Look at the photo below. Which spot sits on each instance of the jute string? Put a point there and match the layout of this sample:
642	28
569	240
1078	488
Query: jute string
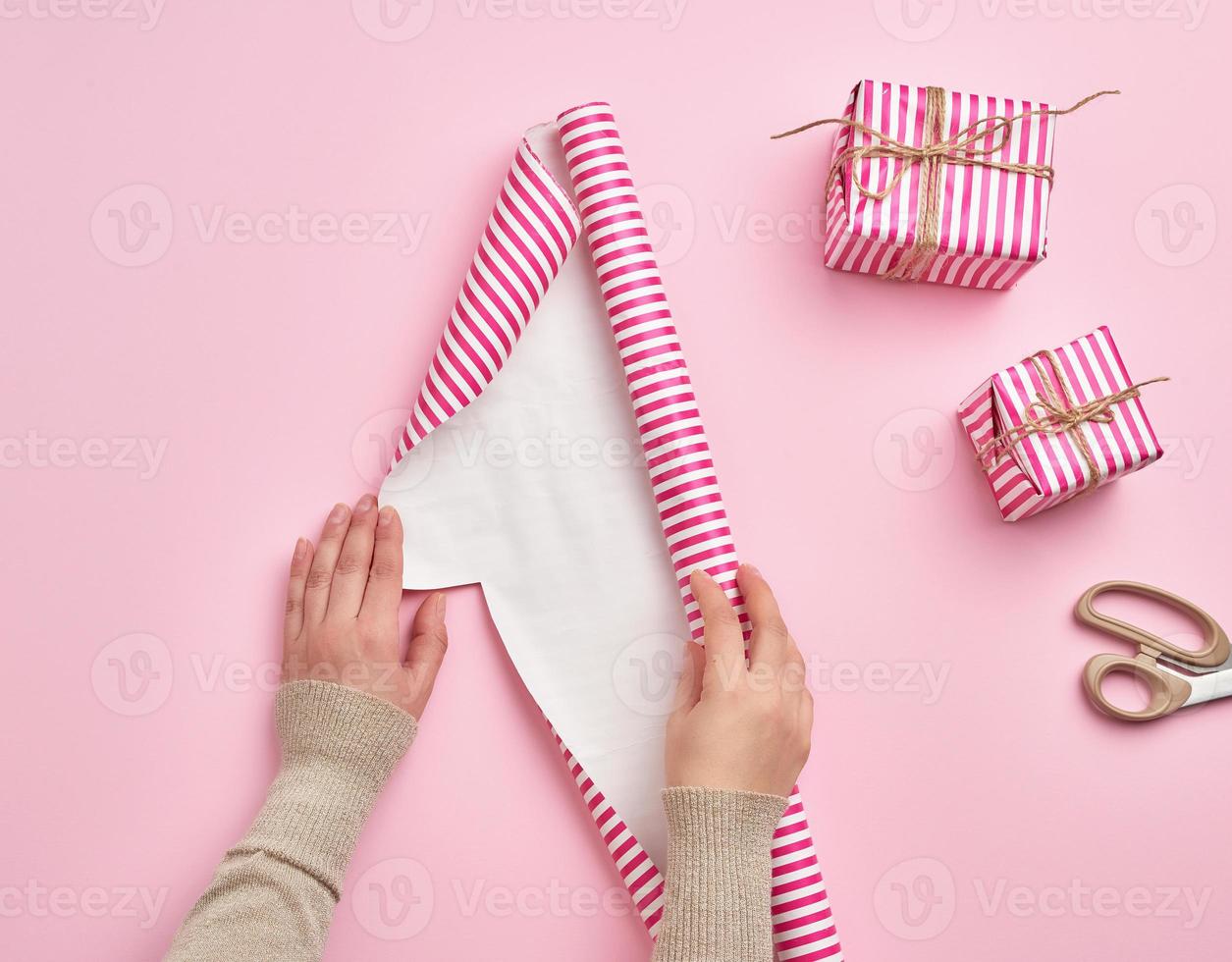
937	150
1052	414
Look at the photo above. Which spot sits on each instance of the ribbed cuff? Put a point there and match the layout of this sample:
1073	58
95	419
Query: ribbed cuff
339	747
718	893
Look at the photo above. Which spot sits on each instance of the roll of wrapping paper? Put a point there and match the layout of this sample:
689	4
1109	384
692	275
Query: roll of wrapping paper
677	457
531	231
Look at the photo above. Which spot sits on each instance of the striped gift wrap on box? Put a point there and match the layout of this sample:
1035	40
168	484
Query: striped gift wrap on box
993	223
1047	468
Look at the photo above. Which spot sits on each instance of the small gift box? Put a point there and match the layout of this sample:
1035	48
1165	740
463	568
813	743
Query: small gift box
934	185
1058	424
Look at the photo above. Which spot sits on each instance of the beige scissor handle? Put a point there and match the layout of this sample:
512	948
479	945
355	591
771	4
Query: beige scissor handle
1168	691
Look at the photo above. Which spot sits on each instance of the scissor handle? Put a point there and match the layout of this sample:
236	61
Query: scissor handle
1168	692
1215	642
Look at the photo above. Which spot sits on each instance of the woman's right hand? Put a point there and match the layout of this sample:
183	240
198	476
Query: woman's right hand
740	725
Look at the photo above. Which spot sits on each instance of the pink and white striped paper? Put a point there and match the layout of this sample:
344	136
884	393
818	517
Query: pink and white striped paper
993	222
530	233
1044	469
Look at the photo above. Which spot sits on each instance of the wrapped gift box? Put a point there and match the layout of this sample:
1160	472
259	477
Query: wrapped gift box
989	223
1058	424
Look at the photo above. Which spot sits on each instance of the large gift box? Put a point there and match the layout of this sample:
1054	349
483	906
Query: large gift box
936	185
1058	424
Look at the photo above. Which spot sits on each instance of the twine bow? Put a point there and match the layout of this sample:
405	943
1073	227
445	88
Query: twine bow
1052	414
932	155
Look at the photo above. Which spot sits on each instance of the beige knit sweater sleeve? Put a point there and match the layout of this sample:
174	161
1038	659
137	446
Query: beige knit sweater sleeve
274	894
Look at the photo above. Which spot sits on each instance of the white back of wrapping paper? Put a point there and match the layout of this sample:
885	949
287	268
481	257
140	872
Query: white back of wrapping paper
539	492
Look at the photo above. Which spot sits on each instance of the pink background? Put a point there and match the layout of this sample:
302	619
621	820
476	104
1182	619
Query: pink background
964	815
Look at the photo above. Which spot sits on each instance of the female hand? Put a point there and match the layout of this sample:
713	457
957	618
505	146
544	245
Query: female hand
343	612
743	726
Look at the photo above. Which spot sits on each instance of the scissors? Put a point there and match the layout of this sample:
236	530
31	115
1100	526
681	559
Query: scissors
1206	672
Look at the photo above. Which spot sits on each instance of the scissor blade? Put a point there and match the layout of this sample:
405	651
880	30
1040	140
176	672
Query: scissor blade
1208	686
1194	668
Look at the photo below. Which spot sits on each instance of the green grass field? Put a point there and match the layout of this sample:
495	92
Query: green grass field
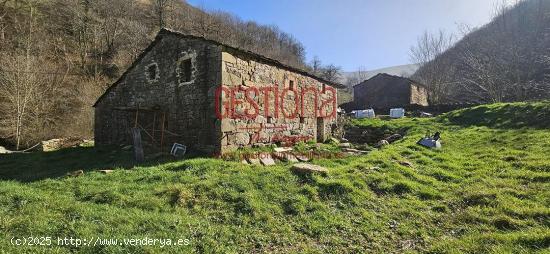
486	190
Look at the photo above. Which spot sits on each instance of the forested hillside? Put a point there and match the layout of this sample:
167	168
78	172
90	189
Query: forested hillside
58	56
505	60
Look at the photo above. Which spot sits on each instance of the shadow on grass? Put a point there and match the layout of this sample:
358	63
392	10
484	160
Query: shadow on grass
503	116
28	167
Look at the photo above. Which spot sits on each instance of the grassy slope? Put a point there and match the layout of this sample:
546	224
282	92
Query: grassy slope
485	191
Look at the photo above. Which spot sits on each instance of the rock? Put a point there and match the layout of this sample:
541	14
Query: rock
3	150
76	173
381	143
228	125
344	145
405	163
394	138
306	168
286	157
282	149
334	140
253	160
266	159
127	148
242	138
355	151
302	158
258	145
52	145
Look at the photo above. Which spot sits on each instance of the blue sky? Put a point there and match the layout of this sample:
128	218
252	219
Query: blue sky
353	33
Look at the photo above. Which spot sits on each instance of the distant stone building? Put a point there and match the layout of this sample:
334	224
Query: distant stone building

....................

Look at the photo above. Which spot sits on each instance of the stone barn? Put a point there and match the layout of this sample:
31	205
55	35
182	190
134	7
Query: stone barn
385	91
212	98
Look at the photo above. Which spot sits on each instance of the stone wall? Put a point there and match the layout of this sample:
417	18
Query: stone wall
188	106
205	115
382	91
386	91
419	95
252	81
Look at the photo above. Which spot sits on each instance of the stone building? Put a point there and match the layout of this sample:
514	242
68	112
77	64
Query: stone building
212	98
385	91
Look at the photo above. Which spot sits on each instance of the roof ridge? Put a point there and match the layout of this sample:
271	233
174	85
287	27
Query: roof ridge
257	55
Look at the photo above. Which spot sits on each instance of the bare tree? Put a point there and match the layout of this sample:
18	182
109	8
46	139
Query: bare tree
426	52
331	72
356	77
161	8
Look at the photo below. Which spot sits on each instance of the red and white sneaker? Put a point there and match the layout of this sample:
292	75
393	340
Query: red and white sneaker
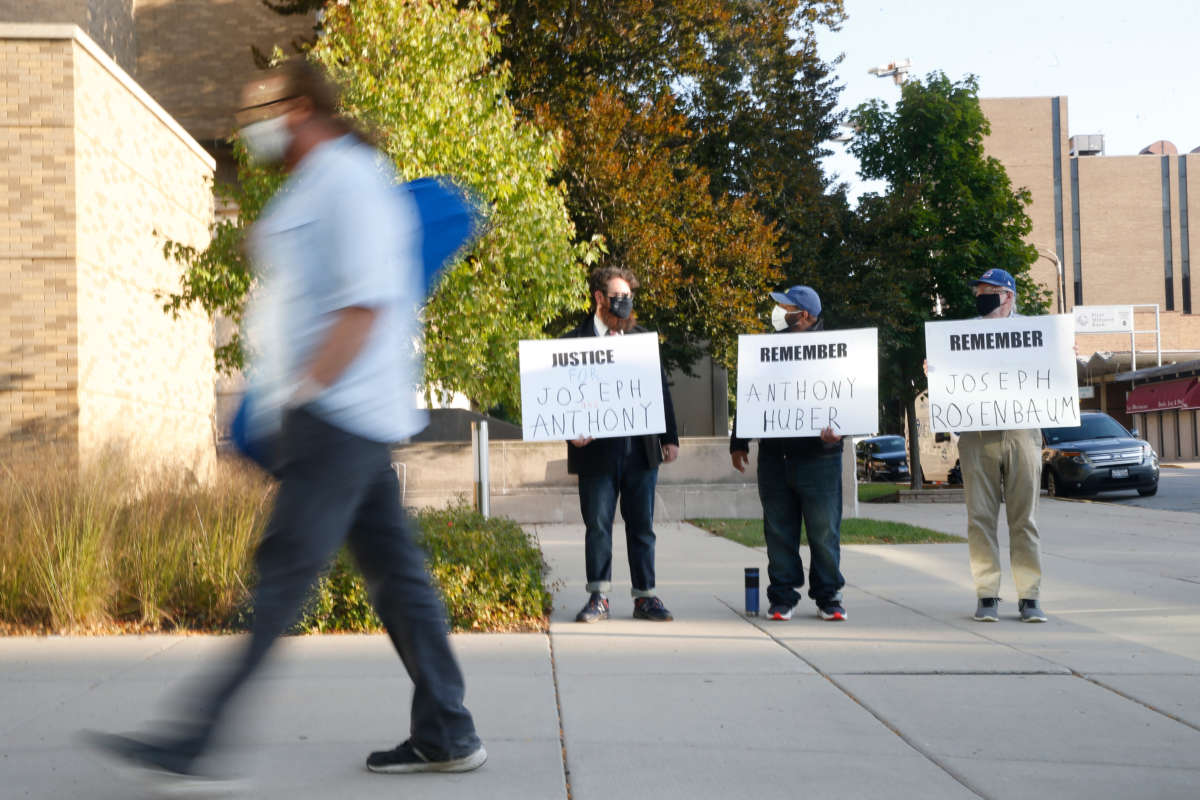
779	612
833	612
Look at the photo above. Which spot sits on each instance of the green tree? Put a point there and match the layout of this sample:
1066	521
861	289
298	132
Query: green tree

....................

**Problem requirements**
If a line in the material holds "distant", copy it.

**Answer to this task**
Look at the photo above. Which spot sits on each instance of the distant stone building? Put a point there and match the layout of this sample:
Query: distant stone building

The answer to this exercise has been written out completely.